─── Source information ───
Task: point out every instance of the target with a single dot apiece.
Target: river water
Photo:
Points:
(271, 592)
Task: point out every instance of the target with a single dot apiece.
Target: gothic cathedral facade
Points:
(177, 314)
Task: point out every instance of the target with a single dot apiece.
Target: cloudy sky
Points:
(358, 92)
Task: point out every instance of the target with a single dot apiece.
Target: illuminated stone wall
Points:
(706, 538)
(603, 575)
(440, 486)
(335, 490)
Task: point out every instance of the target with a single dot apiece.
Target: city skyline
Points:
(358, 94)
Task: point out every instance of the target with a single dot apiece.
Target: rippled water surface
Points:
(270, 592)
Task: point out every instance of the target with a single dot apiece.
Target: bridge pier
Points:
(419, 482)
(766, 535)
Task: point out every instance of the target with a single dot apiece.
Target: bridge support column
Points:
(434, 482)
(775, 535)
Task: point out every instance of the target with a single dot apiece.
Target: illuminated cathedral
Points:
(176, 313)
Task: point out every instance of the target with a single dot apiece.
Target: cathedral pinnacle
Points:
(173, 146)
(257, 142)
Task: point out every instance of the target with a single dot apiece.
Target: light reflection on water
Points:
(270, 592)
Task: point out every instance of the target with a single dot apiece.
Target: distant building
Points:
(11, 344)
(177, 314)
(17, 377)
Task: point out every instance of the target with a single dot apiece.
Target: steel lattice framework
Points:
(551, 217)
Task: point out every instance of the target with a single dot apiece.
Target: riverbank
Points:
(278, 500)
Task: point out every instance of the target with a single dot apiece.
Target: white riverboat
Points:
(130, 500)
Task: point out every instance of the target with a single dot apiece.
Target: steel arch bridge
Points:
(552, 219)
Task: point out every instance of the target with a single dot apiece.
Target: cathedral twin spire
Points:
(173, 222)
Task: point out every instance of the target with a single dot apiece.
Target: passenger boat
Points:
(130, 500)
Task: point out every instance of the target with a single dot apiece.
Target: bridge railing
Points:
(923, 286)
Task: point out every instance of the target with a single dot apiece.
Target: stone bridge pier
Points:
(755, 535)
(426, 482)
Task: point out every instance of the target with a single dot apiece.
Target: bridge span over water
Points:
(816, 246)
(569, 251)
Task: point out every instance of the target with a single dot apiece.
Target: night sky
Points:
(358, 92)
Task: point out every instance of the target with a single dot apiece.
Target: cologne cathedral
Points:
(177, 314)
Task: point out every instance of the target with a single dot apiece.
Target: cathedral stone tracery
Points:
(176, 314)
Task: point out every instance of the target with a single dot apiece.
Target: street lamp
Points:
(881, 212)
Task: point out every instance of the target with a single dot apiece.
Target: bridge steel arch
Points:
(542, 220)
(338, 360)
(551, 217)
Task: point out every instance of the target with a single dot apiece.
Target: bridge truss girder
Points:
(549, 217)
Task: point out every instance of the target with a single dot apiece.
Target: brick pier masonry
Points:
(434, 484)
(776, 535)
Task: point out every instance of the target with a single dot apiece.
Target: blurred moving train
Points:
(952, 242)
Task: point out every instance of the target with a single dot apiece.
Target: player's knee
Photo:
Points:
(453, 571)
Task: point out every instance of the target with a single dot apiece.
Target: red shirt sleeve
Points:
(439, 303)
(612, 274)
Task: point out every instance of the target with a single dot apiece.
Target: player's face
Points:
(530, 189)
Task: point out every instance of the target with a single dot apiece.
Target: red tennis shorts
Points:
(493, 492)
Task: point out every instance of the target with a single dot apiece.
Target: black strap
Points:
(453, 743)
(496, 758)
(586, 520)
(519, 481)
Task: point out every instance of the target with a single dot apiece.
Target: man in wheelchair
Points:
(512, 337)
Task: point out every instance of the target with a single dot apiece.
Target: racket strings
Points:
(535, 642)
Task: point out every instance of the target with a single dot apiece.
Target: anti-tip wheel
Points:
───
#### Activity
Transcribe the data above completely and exactly.

#### Solved problem
Task: point out every instance of the target with a single dot apiece.
Target: river water
Photo:
Points:
(271, 592)
Task: point out every instance of the target with a single dot apiece.
Target: gothic cathedral facade
Points:
(177, 314)
Task: point out every instance of the target with a single dot apiece.
Target: cloudy sky
Points:
(358, 92)
Task: point out every instance of the target with a single dot apiece.
Target: illuminated stone wall
Points:
(706, 538)
(603, 575)
(440, 486)
(335, 490)
Task: point out every instance of the target with a single dot apiece.
Target: city skyline
Points:
(358, 94)
Task: point out every instance of the target with a single dot apiece.
Target: rippled water surface
Points:
(270, 592)
Task: point out every instance of the target with a single dot apiece.
Target: bridge pier
Points:
(419, 482)
(766, 535)
Task: point out every instance of the target with a single dot apiece.
Target: bridge support column
Points:
(434, 482)
(775, 535)
Task: point out every instance of the target with a single dot apiece.
Target: illuminated cathedral
Points:
(176, 313)
Task: point out every instance of the target with a single dot apiece.
Target: cathedral pinnacle
Points:
(173, 146)
(257, 142)
Task: point out every instance of the target with a single dot apiece.
Target: light reflection on water
Points:
(270, 592)
Task: point out every instance of the target with a single dot apiece.
Target: distant building
Points:
(11, 344)
(177, 314)
(17, 377)
Task: point out every instance of the target with a single dot apiece.
Target: steel lattice framework
Points:
(551, 217)
Task: point out every instance of the target with a single dot apiece.
Target: riverbank
Points:
(278, 500)
Task: point out every instance of the target with a single dot apiece.
Target: white riverboat
Points:
(130, 500)
Task: point out every instance of the target with a single dot apiece.
Target: steel arch bridge
Points:
(552, 219)
Task: point out every instance of the target with a single dot apiece.
Target: cathedral twin spire
Points:
(173, 222)
Task: point out every instance of the target with a single dot apiece.
Target: passenger boat
Points:
(130, 500)
Task: point out every instance of the target with a single dot apiece.
Target: bridge railing
Points:
(923, 286)
Task: point out every instance of the target with a single dot apiece.
Target: stone bridge pier
Points:
(755, 535)
(426, 482)
Task: point out every instance of the target with a single dot apiece.
Target: bridge span over water
Points:
(816, 246)
(569, 251)
Task: point out every instance of the target with a single dot apiece.
Target: night sky
Points:
(358, 92)
Task: point out every instance of the target with a single dot apiece.
Target: cologne cathedral
Points:
(177, 314)
Task: point out every instance of the target with a single dot apiece.
Target: cathedral stone tracery
Points:
(176, 314)
Task: point out every instance of the target with a single dot apiece.
Target: street lamp
Points:
(881, 212)
Task: point out every instance of the target with a single dot apiece.
Target: bridge steel arch
Points:
(542, 220)
(338, 360)
(551, 217)
Task: point out every instance of the target with a single dot apiece.
Target: bridge truss girder
Points:
(549, 217)
Task: point out every instance of the target with a single dot apiece.
Target: brick pier masonry
Points:
(434, 484)
(776, 535)
Task: point out every instance of the target with a single dot apiece.
Target: blurred moving train
Points:
(952, 242)
Task: point out every instance of the target with a single dot apiece.
Target: player's knee
Photo:
Points:
(453, 571)
Task: point out every instance of the target with a single dot apiece.
Target: red shirt sleeve
Points:
(439, 303)
(612, 274)
Task: point out every instance of the target with a single dot apiece.
Target: player's face
Points:
(530, 189)
Task: point out every instance of the target with a single dot apiece.
Target: red tennis shorts
Points:
(493, 492)
Task: point out every instance of the target with a single dot apiece.
Target: black strap
Points:
(453, 743)
(496, 758)
(586, 520)
(519, 481)
Task: point out every instance of the target with a single dot apiece.
Target: man in wheelchair
Points:
(512, 337)
Task: point out every instance of the target with a single dot apiece.
Target: racket strings
Points:
(535, 642)
Task: point out every instance of the target with a single dot apiece.
Target: anti-tip wheel
Points:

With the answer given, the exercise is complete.